(Location annotation dataset excerpts)
· · · · ·

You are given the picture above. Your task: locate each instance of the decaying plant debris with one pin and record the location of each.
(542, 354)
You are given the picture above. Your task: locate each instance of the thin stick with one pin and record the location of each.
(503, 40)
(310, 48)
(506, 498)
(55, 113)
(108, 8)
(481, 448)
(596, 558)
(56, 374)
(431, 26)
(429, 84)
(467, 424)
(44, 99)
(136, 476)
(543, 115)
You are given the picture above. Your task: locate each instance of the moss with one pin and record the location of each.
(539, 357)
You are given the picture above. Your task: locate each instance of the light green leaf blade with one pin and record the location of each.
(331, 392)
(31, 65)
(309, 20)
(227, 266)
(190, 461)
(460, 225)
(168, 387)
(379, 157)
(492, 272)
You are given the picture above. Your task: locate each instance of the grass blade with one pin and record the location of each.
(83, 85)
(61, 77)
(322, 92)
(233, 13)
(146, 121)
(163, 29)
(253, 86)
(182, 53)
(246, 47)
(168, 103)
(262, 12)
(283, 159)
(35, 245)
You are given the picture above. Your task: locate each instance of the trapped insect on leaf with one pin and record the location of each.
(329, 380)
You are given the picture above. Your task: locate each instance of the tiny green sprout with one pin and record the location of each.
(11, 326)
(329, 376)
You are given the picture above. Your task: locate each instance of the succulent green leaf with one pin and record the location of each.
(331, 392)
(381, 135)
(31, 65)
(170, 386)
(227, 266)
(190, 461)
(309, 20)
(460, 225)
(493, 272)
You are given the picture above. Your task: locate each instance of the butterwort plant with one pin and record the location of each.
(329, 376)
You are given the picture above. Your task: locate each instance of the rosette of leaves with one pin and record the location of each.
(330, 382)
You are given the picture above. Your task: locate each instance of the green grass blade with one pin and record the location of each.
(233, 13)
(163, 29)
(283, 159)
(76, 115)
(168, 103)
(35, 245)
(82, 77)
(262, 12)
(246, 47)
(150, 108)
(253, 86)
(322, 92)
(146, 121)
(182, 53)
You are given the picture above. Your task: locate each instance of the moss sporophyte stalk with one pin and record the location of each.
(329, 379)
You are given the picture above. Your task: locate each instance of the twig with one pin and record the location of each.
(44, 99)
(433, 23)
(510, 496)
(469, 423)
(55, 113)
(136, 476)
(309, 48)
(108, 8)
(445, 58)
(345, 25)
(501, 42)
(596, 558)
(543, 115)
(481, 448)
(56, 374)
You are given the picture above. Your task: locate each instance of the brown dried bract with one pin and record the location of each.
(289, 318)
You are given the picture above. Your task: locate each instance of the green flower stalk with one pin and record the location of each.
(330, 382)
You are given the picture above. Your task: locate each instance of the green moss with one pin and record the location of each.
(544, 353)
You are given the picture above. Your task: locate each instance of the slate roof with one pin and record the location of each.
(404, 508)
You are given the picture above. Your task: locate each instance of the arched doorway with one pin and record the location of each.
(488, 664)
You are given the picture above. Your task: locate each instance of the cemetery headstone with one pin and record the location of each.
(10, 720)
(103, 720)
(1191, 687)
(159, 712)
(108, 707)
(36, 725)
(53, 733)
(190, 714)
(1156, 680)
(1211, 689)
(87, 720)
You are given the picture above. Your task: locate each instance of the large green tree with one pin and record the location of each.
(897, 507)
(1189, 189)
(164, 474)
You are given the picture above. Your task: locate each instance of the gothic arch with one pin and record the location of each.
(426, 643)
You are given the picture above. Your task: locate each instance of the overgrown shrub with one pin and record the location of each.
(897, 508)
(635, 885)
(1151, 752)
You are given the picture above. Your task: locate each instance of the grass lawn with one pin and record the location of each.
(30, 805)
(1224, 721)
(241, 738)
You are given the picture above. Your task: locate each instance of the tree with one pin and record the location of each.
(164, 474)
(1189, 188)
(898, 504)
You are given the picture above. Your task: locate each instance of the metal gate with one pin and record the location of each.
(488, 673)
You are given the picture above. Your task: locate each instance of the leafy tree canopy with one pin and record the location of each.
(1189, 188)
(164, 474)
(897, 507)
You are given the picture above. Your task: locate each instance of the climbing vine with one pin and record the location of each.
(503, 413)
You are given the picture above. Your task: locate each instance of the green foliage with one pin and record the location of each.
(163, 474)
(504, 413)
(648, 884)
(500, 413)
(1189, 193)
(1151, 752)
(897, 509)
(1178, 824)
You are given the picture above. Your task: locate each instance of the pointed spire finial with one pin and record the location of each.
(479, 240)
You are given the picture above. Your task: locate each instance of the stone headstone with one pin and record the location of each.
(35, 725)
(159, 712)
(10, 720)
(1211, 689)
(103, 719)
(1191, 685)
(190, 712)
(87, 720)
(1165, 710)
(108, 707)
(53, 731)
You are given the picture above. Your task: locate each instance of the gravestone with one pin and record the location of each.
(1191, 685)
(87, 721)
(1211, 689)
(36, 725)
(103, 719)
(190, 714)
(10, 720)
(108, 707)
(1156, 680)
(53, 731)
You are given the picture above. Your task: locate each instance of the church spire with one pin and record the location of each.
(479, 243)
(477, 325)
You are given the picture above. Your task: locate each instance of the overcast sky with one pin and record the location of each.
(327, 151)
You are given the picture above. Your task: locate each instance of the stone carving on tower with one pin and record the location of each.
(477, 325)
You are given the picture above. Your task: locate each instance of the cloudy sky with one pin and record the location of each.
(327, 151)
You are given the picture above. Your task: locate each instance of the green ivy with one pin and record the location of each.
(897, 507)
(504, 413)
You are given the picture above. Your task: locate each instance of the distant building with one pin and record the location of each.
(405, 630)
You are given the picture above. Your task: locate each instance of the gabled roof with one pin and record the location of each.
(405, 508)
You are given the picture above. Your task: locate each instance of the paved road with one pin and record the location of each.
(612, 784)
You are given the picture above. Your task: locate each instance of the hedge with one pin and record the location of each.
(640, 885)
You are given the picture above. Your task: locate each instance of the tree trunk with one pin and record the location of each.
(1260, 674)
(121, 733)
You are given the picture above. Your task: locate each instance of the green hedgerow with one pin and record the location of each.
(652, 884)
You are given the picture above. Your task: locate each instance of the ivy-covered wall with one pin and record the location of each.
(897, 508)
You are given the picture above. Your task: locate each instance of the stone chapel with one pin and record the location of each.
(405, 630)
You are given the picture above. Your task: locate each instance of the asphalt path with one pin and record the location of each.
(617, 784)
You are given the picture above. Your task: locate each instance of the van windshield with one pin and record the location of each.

· · · · ·

Job
Make an exact copy of the data above.

Answer below
You are given the picture above. Your task: locate each instance of the decaying plant debris with one pin and record the location of each.
(542, 354)
You are given the picture above. Your task: locate each instance of the thin stick with one pin and record the location of each.
(503, 40)
(310, 48)
(506, 498)
(55, 113)
(108, 8)
(481, 448)
(596, 558)
(56, 374)
(431, 26)
(429, 84)
(467, 424)
(44, 99)
(136, 476)
(543, 115)
You are given the picture above. Your task: locate each instance of the moss with one pin and record the location of each.
(539, 357)
You are given the picture above. Your task: locate each instance of the light green leaf blade with one pin and record the location of each.
(331, 392)
(31, 65)
(309, 20)
(227, 266)
(190, 461)
(460, 225)
(168, 387)
(379, 157)
(492, 272)
You are given the picture above. Your task: locate each instance of the grass blade with one pin and record the location of each.
(83, 85)
(61, 77)
(322, 92)
(233, 13)
(146, 121)
(163, 29)
(253, 86)
(182, 53)
(246, 47)
(168, 103)
(262, 12)
(283, 159)
(35, 245)
You are given the picture above. Your task: locate each instance of the trapped insect on leaf with one pin and record the location of each.
(329, 380)
You are given the picture above. Your task: locate each instance of the tiny green sprout with one pin and record the location of each.
(11, 326)
(329, 376)
You are given the picture above. Your task: locate each instance of the succulent green leaf with one pin and record the location of each.
(331, 392)
(381, 135)
(31, 65)
(170, 386)
(227, 266)
(190, 461)
(309, 20)
(460, 225)
(493, 272)
You are given the picture above. Your task: locate each instance of the butterwort plant with one pin and record the location of each.
(329, 376)
You are given the picture above. Your task: locate each instance of the rosette of leaves with one pin and record the location of each.
(330, 382)
You are given the picture above. Your task: locate each instance of the green grass blade with one pin and record the location of each.
(233, 13)
(163, 29)
(283, 159)
(76, 115)
(168, 103)
(35, 245)
(82, 77)
(262, 12)
(246, 47)
(150, 108)
(253, 86)
(322, 92)
(146, 121)
(182, 53)
You are given the picture above. Your task: locate each instance of the moss sporophyte stalk with one pin and record the location of each.
(329, 379)
You are given the picture above. Your task: locate each instance of the twig with one pin and record the location of each.
(44, 99)
(433, 23)
(510, 496)
(469, 423)
(55, 113)
(136, 476)
(309, 48)
(108, 8)
(445, 58)
(345, 25)
(501, 42)
(596, 558)
(543, 115)
(481, 448)
(56, 374)
You are given the picture above. Your task: locate each instance of the brown dried bract with one pin and record the location of each.
(289, 318)
You are given the picture above. Your task: locate each instance of the green flower stalk with one pin and record the location of each.
(330, 382)
You are given the picture above. Your task: locate each instance of the green moss with one pin and record the location of each.
(544, 353)
You are given the picture above. Your task: locate each instance of the slate roof with one pin and record the location of each.
(404, 508)
You are given the picture above. Your task: locate each instance of the arched doorway with one pin and record the location of each.
(488, 664)
You are given the picture above. Your task: locate each instance of the cemetery headstone with one pin and record the location of each.
(10, 720)
(103, 720)
(1191, 687)
(159, 712)
(108, 707)
(36, 725)
(53, 733)
(190, 714)
(1156, 680)
(1211, 689)
(87, 720)
You are given the picture above. Your task: locate each instance of the large green tree with one pin and record the location of each.
(897, 507)
(1189, 189)
(164, 474)
You are given the picture above. Your task: locate each instance of the gothic arch with one pin and record the location of each.
(426, 643)
You are given the picture above. Your task: locate each instance of the overgrown shrub with one pin and record the location of each.
(897, 508)
(635, 885)
(1151, 752)
You are given the picture above. Your task: locate each instance of the grass lawn with one pin and record the location of each.
(30, 805)
(1224, 721)
(241, 738)
You are given the picture above. Your task: locate each instance of the tree with one pin and record the location of each.
(164, 474)
(1189, 188)
(898, 504)
You are given the picture above. Your task: locate each instance of the metal gate with one pin and record the location of each.
(488, 673)
You are given the picture above. Your task: locate each instance of the leafy tree canopy with one pin and record the location of each.
(1189, 188)
(164, 474)
(897, 507)
You are given the picture above. Your task: locate each instance of the climbing vine with one pin and record the location of each.
(503, 413)
You are given the picture above. Your task: locate each instance of the green foliage with one pin and record the location of each.
(163, 474)
(504, 413)
(648, 884)
(500, 413)
(1189, 193)
(1151, 752)
(897, 509)
(1178, 824)
You are given the picture above. Your task: locate each instance of the pointed spire finial with one pin and record the location of each.
(479, 240)
You are given the picture above. Your task: locate each instance of the stone headstone with one pin and record the location of each.
(35, 725)
(159, 712)
(10, 720)
(1211, 689)
(103, 719)
(1191, 685)
(190, 712)
(87, 720)
(1165, 710)
(108, 707)
(53, 731)
You are given the picture above. Your task: locate each instance of the gravestone with one pin and record the location of each.
(1191, 685)
(87, 721)
(1211, 689)
(36, 725)
(103, 719)
(190, 714)
(10, 720)
(108, 707)
(1156, 680)
(53, 731)
You are given the picture above. Your task: locate each instance of the church spire with one pin and record the location of each.
(479, 243)
(477, 325)
You are given the picture above. Your task: locate each instance of the overcast sky with one pin and record the location of each.
(327, 151)
You are given the picture above. Your task: locate each instance of the stone carving on tower with one pin and record the location of each.
(477, 325)
You are given the picture above. Your task: locate each instance of the cloudy sky with one pin and record the location of each.
(327, 151)
You are given the picture above. Your task: locate each instance of the green ivy with one pin and record the location of each.
(897, 507)
(504, 413)
You are given the picture above. Your task: locate each instance of the distant building with one pin and record the location of each.
(405, 630)
You are given the picture above. Your task: locate each instance of the gabled roof with one pin and record the location of each.
(405, 508)
You are given the picture above. Your task: locate each instance of the paved road with one pin and record the location of each.
(612, 784)
You are given the picture above. Your task: locate each instance of the hedge with one pin and record the location of each.
(640, 885)
You are given the picture above. Your task: locate each instance of the tree trunk with one pin and record the location of each.
(1260, 674)
(121, 733)
You are given the picture above. Your task: locate each instance of the green hedgerow with one pin and record the location of each.
(652, 884)
You are given the picture above. Your task: locate each instance of the ivy-covered wall with one pin and record the location of each.
(897, 508)
You are given the picture above. Your task: locate each instance of the stone chapel with one pin and record the location of each.
(405, 630)
You are given the picture above. Your task: locate each instance of the asphalt path with one pin and record the location of each.
(617, 784)
You are given the picture above. Your task: locate each instance of the van windshield with one pin and record the location of each.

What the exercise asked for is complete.